— start Recorded information —

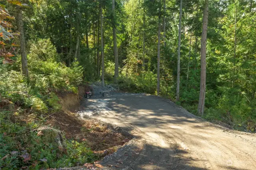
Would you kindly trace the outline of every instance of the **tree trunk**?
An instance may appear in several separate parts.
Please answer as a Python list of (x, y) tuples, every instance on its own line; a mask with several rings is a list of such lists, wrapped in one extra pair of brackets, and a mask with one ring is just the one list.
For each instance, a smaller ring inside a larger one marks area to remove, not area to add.
[(115, 57), (115, 75), (114, 80), (116, 83), (116, 79), (118, 76), (118, 54), (116, 43), (116, 34), (115, 24), (115, 0), (112, 0), (112, 12), (113, 12), (113, 40), (114, 41), (114, 55)]
[(101, 41), (101, 58), (102, 62), (102, 86), (105, 86), (104, 82), (104, 44), (103, 44), (103, 16), (102, 16), (102, 4), (100, 4), (100, 40)]
[(79, 44), (78, 44), (78, 52), (77, 52), (77, 59), (78, 61), (80, 61), (80, 40), (79, 40)]
[[(100, 18), (99, 18), (100, 19)], [(98, 31), (97, 34), (97, 76), (100, 76), (100, 28), (99, 20), (98, 22)]]
[(69, 45), (69, 56), (68, 56), (68, 66), (69, 67), (71, 63), (71, 57), (72, 57), (72, 53), (73, 53), (73, 44), (72, 43), (72, 28), (73, 27), (73, 22), (72, 22), (72, 16), (70, 14), (69, 16), (69, 20), (70, 22), (70, 45)]
[(160, 45), (161, 43), (161, 0), (159, 0), (160, 11), (158, 15), (158, 34), (157, 44), (157, 95), (159, 96), (160, 92)]
[(163, 22), (163, 31), (164, 32), (164, 46), (166, 46), (166, 42), (165, 41), (165, 12), (166, 10), (166, 6), (165, 5), (165, 0), (164, 0), (164, 22)]
[[(97, 66), (97, 58), (96, 56), (96, 49), (97, 48), (97, 47), (96, 46), (96, 40), (95, 39), (95, 23), (93, 24), (93, 48), (94, 48), (94, 66), (95, 68)], [(94, 70), (94, 75), (95, 74), (95, 71)]]
[(203, 26), (201, 40), (201, 80), (200, 82), (200, 94), (198, 103), (198, 112), (204, 114), (206, 76), (206, 40), (207, 36), (207, 24), (208, 22), (208, 0), (205, 0), (203, 17)]
[(142, 58), (142, 71), (145, 70), (145, 7), (143, 7), (143, 55)]
[[(187, 82), (188, 80), (188, 73), (189, 72), (189, 65), (190, 64), (190, 52), (191, 51), (191, 39), (192, 38), (192, 34), (190, 33), (190, 40), (189, 42), (189, 52), (188, 52), (188, 72), (187, 72)], [(187, 85), (188, 83), (187, 83)]]
[(77, 58), (77, 54), (78, 53), (78, 46), (79, 45), (79, 36), (80, 33), (80, 23), (79, 18), (79, 13), (78, 13), (76, 14), (76, 51), (74, 55), (75, 58)]
[[(236, 2), (235, 2), (235, 3)], [(232, 87), (234, 86), (234, 82), (235, 78), (236, 66), (236, 11), (235, 14), (235, 35), (234, 36), (234, 62), (233, 64), (233, 78), (232, 80)]]
[(181, 36), (181, 16), (182, 14), (182, 0), (180, 0), (180, 21), (179, 22), (179, 40), (178, 46), (178, 66), (177, 68), (177, 89), (176, 102), (180, 100), (180, 41)]
[(87, 30), (87, 28), (86, 28), (86, 30), (85, 32), (85, 36), (86, 38), (86, 48), (87, 49), (89, 49), (89, 41), (88, 40), (88, 30)]
[(28, 60), (27, 54), (26, 52), (26, 42), (25, 42), (25, 35), (23, 29), (23, 21), (22, 20), (22, 14), (21, 7), (18, 6), (18, 29), (20, 33), (20, 54), (21, 56), (21, 66), (22, 74), (28, 78)]

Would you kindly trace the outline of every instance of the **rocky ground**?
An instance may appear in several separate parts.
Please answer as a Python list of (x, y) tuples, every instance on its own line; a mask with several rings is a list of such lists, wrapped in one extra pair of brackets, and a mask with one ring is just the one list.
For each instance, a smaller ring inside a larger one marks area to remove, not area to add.
[[(112, 170), (255, 170), (256, 135), (204, 121), (144, 94), (96, 95), (78, 112), (135, 137), (100, 164)], [(86, 170), (84, 167), (61, 169)]]

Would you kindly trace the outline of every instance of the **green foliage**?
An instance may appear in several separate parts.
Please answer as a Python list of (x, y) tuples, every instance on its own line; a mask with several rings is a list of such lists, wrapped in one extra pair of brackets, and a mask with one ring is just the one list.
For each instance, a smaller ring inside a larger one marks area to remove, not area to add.
[(156, 75), (150, 72), (145, 72), (143, 78), (134, 74), (127, 77), (120, 75), (118, 83), (121, 90), (137, 93), (154, 94), (156, 86)]
[(29, 58), (32, 62), (44, 61), (50, 62), (59, 61), (58, 55), (50, 39), (39, 39), (28, 42), (30, 46)]
[(7, 156), (0, 160), (3, 170), (18, 170), (22, 166), (33, 170), (69, 167), (98, 158), (84, 142), (68, 140), (66, 151), (46, 144), (34, 130), (40, 122), (26, 124), (18, 119), (14, 121), (15, 118), (12, 112), (0, 112), (0, 157)]

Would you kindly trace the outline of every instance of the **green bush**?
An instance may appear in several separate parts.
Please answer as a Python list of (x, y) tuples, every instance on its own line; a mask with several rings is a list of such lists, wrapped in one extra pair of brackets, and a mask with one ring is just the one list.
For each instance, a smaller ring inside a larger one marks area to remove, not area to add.
[(41, 124), (40, 122), (20, 122), (16, 120), (13, 112), (5, 111), (0, 112), (0, 168), (2, 170), (72, 166), (98, 158), (84, 142), (67, 141), (66, 151), (44, 143), (34, 130)]
[(143, 75), (143, 77), (137, 75), (129, 77), (121, 75), (118, 78), (118, 83), (120, 89), (124, 91), (155, 94), (156, 81), (156, 75), (148, 72)]

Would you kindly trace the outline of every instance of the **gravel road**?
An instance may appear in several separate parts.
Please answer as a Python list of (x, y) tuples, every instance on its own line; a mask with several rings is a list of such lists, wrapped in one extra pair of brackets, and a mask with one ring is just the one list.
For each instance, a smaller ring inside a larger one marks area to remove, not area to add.
[[(94, 96), (78, 113), (136, 137), (101, 163), (106, 169), (256, 170), (256, 135), (226, 128), (143, 94)], [(117, 166), (119, 167), (115, 167)]]

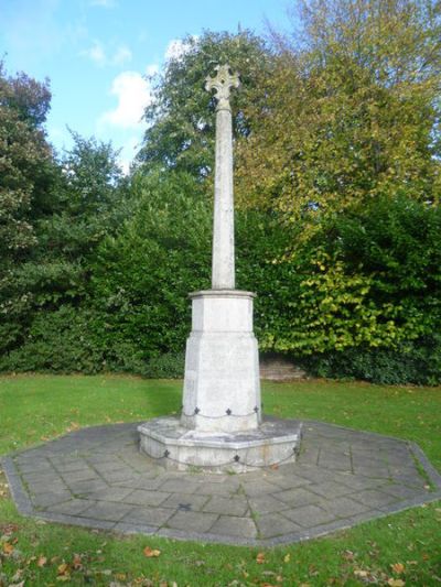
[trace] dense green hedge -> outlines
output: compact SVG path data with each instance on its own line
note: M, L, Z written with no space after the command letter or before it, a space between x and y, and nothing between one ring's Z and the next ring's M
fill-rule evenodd
M35 313L1 370L181 377L190 291L209 287L212 205L183 173L139 176L132 214L98 247L87 295ZM262 351L311 373L441 381L439 208L400 196L335 217L313 240L237 213L237 286L256 291Z

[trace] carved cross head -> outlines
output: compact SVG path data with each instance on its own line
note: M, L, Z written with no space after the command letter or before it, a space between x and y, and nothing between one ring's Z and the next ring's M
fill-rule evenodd
M238 88L240 85L239 74L232 74L229 65L216 65L216 75L205 78L205 89L216 91L217 99L216 110L229 110L229 94L232 88Z

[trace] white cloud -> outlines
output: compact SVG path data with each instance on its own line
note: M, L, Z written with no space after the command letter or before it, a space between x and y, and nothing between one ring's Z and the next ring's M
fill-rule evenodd
M114 65L123 65L126 62L131 61L131 51L126 45L120 45L116 52L115 55L111 57L111 63Z
M93 7L114 8L116 6L115 0L92 0Z
M117 97L117 107L105 112L99 124L137 128L144 108L152 100L149 83L138 72L122 72L114 79L110 94Z
M158 74L158 72L159 72L159 65L157 65L157 64L148 65L148 66L146 67L146 74L147 74L149 77L152 76L152 75Z
M193 35L192 39L196 40L197 35ZM166 45L164 57L165 61L170 59L180 59L190 48L192 44L189 41L183 41L182 39L172 39Z
M99 65L100 67L106 65L106 52L99 41L94 41L92 47L86 51L83 51L82 54L92 59L96 65Z
M82 55L88 57L99 67L104 67L105 65L123 65L125 63L130 62L132 57L131 51L127 45L119 45L112 54L109 54L106 52L103 43L96 40L92 47L82 51Z

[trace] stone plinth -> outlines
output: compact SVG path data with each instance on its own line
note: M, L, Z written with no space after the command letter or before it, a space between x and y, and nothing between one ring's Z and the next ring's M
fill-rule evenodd
M208 290L190 294L192 333L186 344L181 424L202 432L255 430L260 423L255 294Z
M269 418L254 431L214 433L189 430L178 417L158 417L138 427L141 450L166 469L246 472L294 463L301 424Z

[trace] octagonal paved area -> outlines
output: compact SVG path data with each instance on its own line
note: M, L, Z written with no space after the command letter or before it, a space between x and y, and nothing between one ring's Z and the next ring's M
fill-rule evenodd
M240 475L165 471L137 424L73 432L2 460L18 509L54 522L234 544L319 536L441 498L415 443L303 423L298 463Z

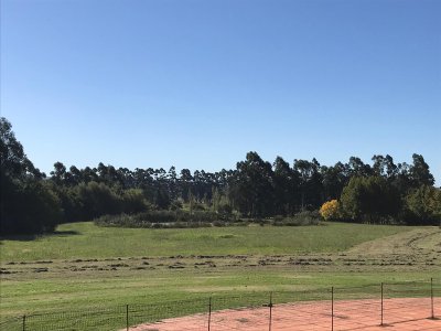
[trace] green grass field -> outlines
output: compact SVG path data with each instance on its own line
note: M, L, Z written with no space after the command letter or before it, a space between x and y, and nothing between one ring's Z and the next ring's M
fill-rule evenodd
M35 239L2 238L0 248L2 319L427 280L441 271L438 227L326 223L131 229L76 223Z
M320 226L236 226L183 229L58 226L33 241L2 241L3 261L170 255L335 253L359 243L409 231L406 226L324 223Z

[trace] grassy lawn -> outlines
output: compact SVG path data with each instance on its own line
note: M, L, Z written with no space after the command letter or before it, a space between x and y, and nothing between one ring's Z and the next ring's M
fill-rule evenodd
M239 305L228 297L259 295L265 300L269 291L281 301L324 299L332 286L439 277L440 243L437 227L329 223L130 229L64 224L53 235L1 241L1 318L106 308L111 316L122 313L110 321L111 328L122 328L126 305L142 310L152 303L202 299L181 312L172 309L191 313L205 309L201 302L209 296L227 298L225 307ZM299 292L316 289L316 297ZM378 286L348 295L358 291L377 296ZM106 330L107 322L96 320L99 316L90 318L90 330ZM138 316L133 322L146 319L147 312ZM35 323L44 327L44 321Z
M170 255L335 253L410 231L407 226L324 223L320 226L149 229L58 226L54 235L1 242L3 261Z

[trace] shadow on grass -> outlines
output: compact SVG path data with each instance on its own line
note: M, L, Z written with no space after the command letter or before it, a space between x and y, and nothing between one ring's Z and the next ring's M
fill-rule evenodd
M79 234L80 233L77 231L54 231L44 234L22 234L22 235L9 235L9 236L0 235L0 241L32 242L44 237L53 237L53 236L68 237ZM0 243L0 245L2 243Z

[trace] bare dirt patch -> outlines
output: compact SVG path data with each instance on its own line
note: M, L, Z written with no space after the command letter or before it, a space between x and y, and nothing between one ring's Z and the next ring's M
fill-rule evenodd
M428 298L386 299L383 325L379 300L341 300L276 305L255 309L222 310L182 318L166 319L157 323L130 328L131 331L209 330L228 331L311 331L311 330L363 330L386 329L400 331L441 330L441 319L431 319ZM434 299L435 317L441 316L441 298ZM334 313L332 313L332 310ZM271 318L270 318L271 314ZM270 327L271 325L271 327Z

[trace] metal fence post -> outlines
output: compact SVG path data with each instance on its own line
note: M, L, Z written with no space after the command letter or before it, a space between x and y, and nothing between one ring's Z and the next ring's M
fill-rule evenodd
M126 305L126 328L129 331L129 305Z
M432 319L434 319L434 307L433 307L433 278L430 278L430 306L432 309Z
M212 297L208 298L208 331L212 325Z
M380 325L383 327L383 282L381 282L381 323Z
M334 287L331 288L331 330L334 331Z
M269 293L269 328L268 330L271 331L272 324L272 292Z

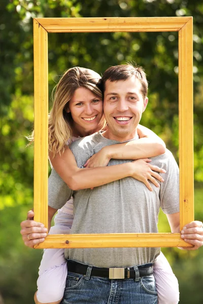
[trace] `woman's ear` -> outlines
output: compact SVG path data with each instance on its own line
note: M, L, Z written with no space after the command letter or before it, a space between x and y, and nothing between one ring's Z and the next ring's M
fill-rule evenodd
M70 113L71 112L71 111L69 109L69 105L67 104L65 105L65 106L64 109L65 110L65 111L66 111L66 113Z

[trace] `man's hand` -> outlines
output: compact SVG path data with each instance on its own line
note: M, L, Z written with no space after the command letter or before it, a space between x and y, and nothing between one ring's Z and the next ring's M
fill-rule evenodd
M27 212L26 220L20 223L22 228L20 233L25 246L33 248L34 245L42 243L47 235L47 229L44 225L33 220L34 212L30 210Z
M191 244L192 247L182 247L186 250L195 250L203 245L202 223L194 220L187 225L185 225L181 231L181 238L185 242Z

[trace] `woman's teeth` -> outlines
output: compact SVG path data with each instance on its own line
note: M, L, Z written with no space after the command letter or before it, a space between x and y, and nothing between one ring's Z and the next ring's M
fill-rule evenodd
M91 122L92 121L94 120L96 118L96 115L95 115L93 117L90 117L89 118L83 118L83 119L84 119L84 120L85 120L87 122Z
M127 121L130 119L130 117L115 117L116 120L121 121Z

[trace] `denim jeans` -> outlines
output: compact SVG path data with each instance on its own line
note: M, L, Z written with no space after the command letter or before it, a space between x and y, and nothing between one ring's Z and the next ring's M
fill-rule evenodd
M140 277L134 267L136 279L111 280L68 272L61 304L157 304L157 293L153 275Z

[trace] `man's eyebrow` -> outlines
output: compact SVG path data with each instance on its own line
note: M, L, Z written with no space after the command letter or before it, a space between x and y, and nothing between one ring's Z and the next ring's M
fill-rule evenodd
M119 95L118 93L115 93L114 92L110 92L110 93L108 93L107 94L107 96L108 95Z
M136 92L133 92L133 91L132 91L132 92L128 92L127 93L127 94L128 94L128 95L132 95L132 94L137 95L138 95L137 93Z

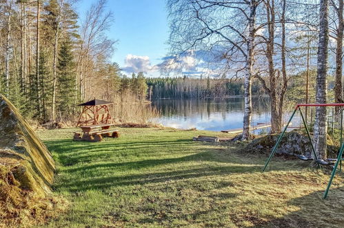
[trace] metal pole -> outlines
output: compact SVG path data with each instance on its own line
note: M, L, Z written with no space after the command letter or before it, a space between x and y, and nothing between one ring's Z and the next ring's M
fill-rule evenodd
M334 129L334 108L332 108L332 134L333 135Z
M294 117L294 115L295 115L295 113L296 112L298 108L299 108L299 106L297 106L295 108L295 110L294 110L294 112L292 113L292 116L289 119L289 121L288 121L287 125L285 125L285 127L284 128L283 131L281 133L281 135L279 135L279 139L277 140L276 144L274 145L274 148L272 149L272 151L271 151L271 153L270 153L270 155L269 156L269 158L267 158L267 160L265 162L265 165L264 166L264 169L263 169L263 172L265 171L266 167L267 167L267 164L269 164L269 162L270 162L271 159L274 155L274 154L276 153L276 150L277 149L277 146L279 146L279 145L281 142L281 140L282 140L282 137L283 137L285 131L287 131L287 129L289 124L290 124L290 122L292 122L292 120Z
M343 144L343 111L344 108L342 108L341 111L341 145ZM338 159L338 158L337 158ZM342 158L341 157L341 163L339 164L339 170L342 171Z
M328 184L327 184L327 187L326 188L326 190L325 191L325 193L323 195L324 199L325 199L326 197L327 196L327 193L328 193L328 191L330 191L330 187L331 187L331 184L332 183L333 178L334 178L334 175L336 175L336 171L337 170L338 164L340 163L340 162L341 160L343 150L344 150L344 144L342 144L342 146L341 147L341 150L339 151L339 154L338 155L338 157L337 157L337 161L336 162L336 164L334 164L334 167L333 168L332 173L331 174L331 178L330 178L330 181L328 182Z
M310 110L310 130L313 131L313 108Z
M310 131L308 131L308 127L307 126L307 124L305 121L305 118L303 117L303 114L302 113L301 108L300 108L300 106L299 106L299 111L300 111L300 114L301 114L300 115L301 116L302 121L303 122L303 124L305 125L305 129L306 129L307 135L308 135L308 138L310 139L310 142L312 145L312 150L313 151L315 160L318 160L318 156L316 156L316 153L315 153L314 146L313 145L313 142L312 141L312 138L310 137Z

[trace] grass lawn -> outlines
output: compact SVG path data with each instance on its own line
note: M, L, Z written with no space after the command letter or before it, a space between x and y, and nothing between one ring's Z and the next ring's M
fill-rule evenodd
M39 131L57 165L54 189L70 202L56 227L344 226L344 184L308 163L194 142L219 133L120 129L121 137L73 142L75 129Z

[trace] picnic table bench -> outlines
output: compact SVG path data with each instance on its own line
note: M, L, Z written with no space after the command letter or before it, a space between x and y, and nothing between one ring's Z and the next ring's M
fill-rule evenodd
M100 142L103 137L119 137L119 130L110 129L114 124L81 126L82 131L74 132L74 141Z

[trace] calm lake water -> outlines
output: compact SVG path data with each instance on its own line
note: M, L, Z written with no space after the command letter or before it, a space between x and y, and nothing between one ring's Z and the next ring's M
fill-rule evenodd
M252 100L252 124L270 122L269 99ZM154 120L165 126L219 131L243 126L243 97L225 99L159 99L152 102L161 116Z

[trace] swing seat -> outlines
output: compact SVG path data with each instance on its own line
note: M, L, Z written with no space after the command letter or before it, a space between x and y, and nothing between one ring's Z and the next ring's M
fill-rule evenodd
M322 164L322 165L330 165L330 164L334 164L334 162L332 162L329 160L325 160L323 159L318 159L317 160L315 161L316 163Z
M301 160L302 160L303 161L311 161L313 160L313 158L310 158L310 157L306 157L303 155L297 155L297 157L299 158L300 158Z
M341 159L341 160L342 161L344 160L344 158L342 158L342 159ZM336 162L337 159L336 158L327 158L326 160L330 161L330 162Z

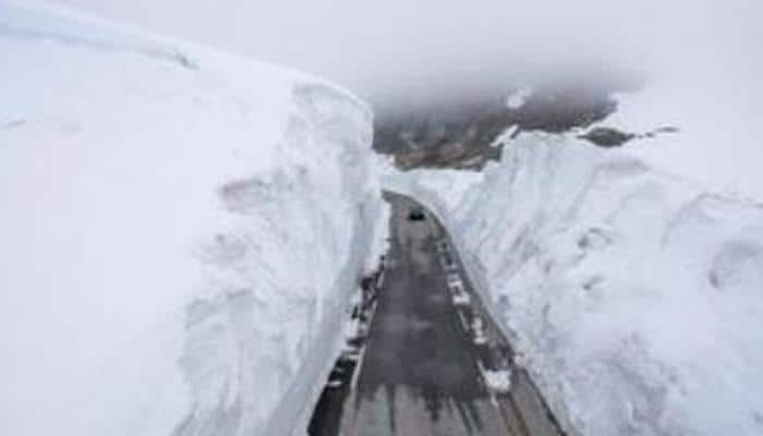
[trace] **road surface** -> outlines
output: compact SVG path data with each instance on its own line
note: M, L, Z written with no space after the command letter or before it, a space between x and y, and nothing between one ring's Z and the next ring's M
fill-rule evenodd
M355 367L327 387L311 436L559 435L526 373L512 373L511 393L486 387L486 347L475 346L446 284L437 243L447 233L412 199L387 193L392 206L389 268ZM491 347L509 350L463 274L470 314L487 320Z

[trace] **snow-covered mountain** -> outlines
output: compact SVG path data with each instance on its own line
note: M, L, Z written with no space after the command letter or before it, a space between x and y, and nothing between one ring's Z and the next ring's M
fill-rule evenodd
M451 229L565 426L763 434L763 207L572 133L505 141L483 173L386 184Z
M382 249L368 107L66 11L0 53L0 433L303 432Z

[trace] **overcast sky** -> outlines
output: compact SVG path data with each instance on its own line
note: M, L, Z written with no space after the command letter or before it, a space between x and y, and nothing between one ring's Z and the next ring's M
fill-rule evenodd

— end Recorded information —

Requirement> Starting at the line containing "the **green foliage**?" and stopping after the line containing "112), (0, 157)]", rescale the lines: reproduce each one, the item's request text included, with every x and y coordinate in the answer outlines multiplied by 0.4 and rounded to a whole number, halves rounded up. Output only those lines.

Exercise output>
Would you kindly trace the outline of every instance of the **green foliage**?
An instance may appear in several separate parts.
Please answer as a Python list of (x, y) tuples, every instance on its own line; a mask with several rings is a list of such lists, wrapped in one extra pair of brackets, and a mask with one ring is just the one list.
For each instance, a smaller ring inside a larger one marks area to remove, not area to add.
[(62, 30), (60, 29), (58, 29), (57, 31), (54, 30), (51, 31), (48, 30), (47, 33), (48, 36), (55, 37), (62, 38), (62, 34)]
[(12, 23), (13, 25), (18, 24), (20, 25), (24, 24), (23, 22), (20, 16), (16, 16), (11, 17), (12, 18)]
[(3, 62), (0, 64), (1, 68), (7, 68), (9, 66), (13, 68), (28, 67), (39, 63), (34, 57), (27, 56), (26, 60), (18, 58), (14, 52), (16, 49), (10, 50), (7, 48), (6, 48), (6, 47), (5, 45), (0, 45), (0, 63)]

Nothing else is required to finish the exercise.